# [Tâche donnée A]
Imprimez le passage de la lettre de Voltaire qui commence aux mots « Oui mes divins » et s'arrête après les mots « propre que vous. ».

# [Extrait source]
"""

1766-01-15, de Voltaire [François Marie Arouet] à Jeanne Grâce Bosc Du Bouchet, comtesse d'Argental.

Oui mes divins anges, il faut absolument que vous veniez; sans quoy je prends tout net le parti de mourir.

Monsieur Henin vous logera très bien à la ville, et nous aurons le bonheur de vous posséder à la campagne. Je vous avertis que tout le tripot de Genève, et les députez de Zuric et de Berne désirent un homme de votre caractère. Il y avait eu bien des coups de fusil de tirez, et quelques hommes de tuez en 1737, lorsqu'on envoya un lieutenant général des armées du Roy, mais aujourdui il ne s'agit que d'expliquer quelques loix, et de ramener la confiance. Personne assurément n'y est plus propre que vous.

Je sens combien il vous en coûterait de vous séparer longtemps de Monsieur le Duc de Pralin, mais vous viendrez dans les beaux jours et pour un mois ou six semaines tout au plus, Monsieur Hennin vous enverra tout le procès à juger avec son avis et celuy des médiateurs suisses. Ce sera encor un grand avantage de pouvoir consulter à Paris les avocats en qui vous avez confiance, quoyque vous n'aiez pas besoin de les consulter. Lorsqu'enfin Monsieur le duc de Pralin aura aprouvé les loix proposées vous viendrez nous aporter la paix et le plaisir.

Monsieur Henin signera après vous, non seulement le traitté, mais l'établissement de la comédie. Ce qui reste dans Genève de pédants et de cuistres du seizième siècle, perdra ses mœurs sauvages. Ils deviendront tous français. Ils ont déjà notre argent; ils auront nos mœurs. Ils dépendront entièrement de la France, en conservant leur liberté.

"""

[Extraits d'un jeu de données d'annotation par points]
"""

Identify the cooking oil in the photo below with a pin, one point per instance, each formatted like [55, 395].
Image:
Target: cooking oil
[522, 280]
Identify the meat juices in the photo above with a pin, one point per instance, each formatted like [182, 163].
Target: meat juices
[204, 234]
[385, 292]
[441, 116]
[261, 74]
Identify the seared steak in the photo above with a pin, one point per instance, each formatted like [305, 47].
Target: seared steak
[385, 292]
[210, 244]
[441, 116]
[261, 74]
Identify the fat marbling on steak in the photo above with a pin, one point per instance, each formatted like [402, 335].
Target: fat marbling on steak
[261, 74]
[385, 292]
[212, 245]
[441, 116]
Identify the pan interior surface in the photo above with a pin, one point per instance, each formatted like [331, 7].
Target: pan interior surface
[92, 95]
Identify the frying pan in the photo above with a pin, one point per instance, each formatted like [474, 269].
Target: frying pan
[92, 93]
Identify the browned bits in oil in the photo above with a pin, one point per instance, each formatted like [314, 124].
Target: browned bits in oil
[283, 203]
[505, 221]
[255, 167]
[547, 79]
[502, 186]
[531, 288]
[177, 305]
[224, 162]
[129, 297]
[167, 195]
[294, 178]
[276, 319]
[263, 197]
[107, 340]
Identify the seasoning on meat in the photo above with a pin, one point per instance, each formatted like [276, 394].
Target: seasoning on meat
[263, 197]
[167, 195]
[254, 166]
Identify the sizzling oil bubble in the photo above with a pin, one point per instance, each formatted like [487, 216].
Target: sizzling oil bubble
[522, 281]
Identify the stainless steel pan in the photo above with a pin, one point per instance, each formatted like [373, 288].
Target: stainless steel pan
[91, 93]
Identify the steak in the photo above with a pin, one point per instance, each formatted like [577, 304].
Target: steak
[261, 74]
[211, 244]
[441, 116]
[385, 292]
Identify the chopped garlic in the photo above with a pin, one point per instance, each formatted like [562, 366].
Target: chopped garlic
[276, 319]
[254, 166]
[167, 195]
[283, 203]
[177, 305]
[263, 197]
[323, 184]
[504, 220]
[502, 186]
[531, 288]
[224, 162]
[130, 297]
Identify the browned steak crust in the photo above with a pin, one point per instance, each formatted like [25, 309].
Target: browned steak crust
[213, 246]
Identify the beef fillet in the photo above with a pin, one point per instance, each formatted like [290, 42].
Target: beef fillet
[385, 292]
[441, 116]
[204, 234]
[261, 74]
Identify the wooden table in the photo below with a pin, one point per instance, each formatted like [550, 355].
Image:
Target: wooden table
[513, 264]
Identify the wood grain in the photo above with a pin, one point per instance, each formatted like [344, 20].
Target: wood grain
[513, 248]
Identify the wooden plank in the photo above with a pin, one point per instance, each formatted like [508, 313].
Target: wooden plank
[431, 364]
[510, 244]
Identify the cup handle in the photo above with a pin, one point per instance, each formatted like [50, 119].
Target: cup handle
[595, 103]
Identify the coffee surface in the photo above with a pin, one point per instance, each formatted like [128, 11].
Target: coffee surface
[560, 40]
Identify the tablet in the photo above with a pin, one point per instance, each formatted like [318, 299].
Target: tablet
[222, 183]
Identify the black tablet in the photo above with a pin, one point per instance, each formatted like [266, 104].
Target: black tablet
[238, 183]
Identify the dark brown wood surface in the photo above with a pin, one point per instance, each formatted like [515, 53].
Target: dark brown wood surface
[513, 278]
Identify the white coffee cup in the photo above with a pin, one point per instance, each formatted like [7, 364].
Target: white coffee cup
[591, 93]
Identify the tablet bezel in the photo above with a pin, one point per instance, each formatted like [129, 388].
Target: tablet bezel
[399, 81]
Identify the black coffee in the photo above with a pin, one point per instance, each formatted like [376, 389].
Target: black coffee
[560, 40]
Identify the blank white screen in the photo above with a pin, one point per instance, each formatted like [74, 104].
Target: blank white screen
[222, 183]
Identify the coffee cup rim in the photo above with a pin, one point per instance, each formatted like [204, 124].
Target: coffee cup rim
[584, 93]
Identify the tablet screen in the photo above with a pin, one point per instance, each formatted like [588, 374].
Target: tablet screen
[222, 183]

"""

# [Tâche donnée B]
Renvoyez chaque ligne des enregistrements qui contient le mot « interior ».

# [Résultat A]
Oui mes divins anges, il faut absolument que vous veniez; sans quoy je prends tout net le parti de mourir.

Monsieur Henin vous logera très bien à la ville, et nous aurons le bonheur de vous posséder à la campagne. Je vous avertis que tout le tripot de Genève, et les députez de Zuric et de Berne désirent un homme de votre caractère. Il y avait eu bien des coups de fusil de tirez, et quelques hommes de tuez en 1737, lorsqu'on envoya un lieutenant général des armées du Roy, mais aujourdui il ne s'agit que d'expliquer quelques loix, et de ramener la confiance. Personne assurément n'y est plus propre que vous.

# [Résultat B]
Identify the pan interior surface in the photo above with a pin, one point per instance, each formatted like [331, 7].
Target: pan interior surface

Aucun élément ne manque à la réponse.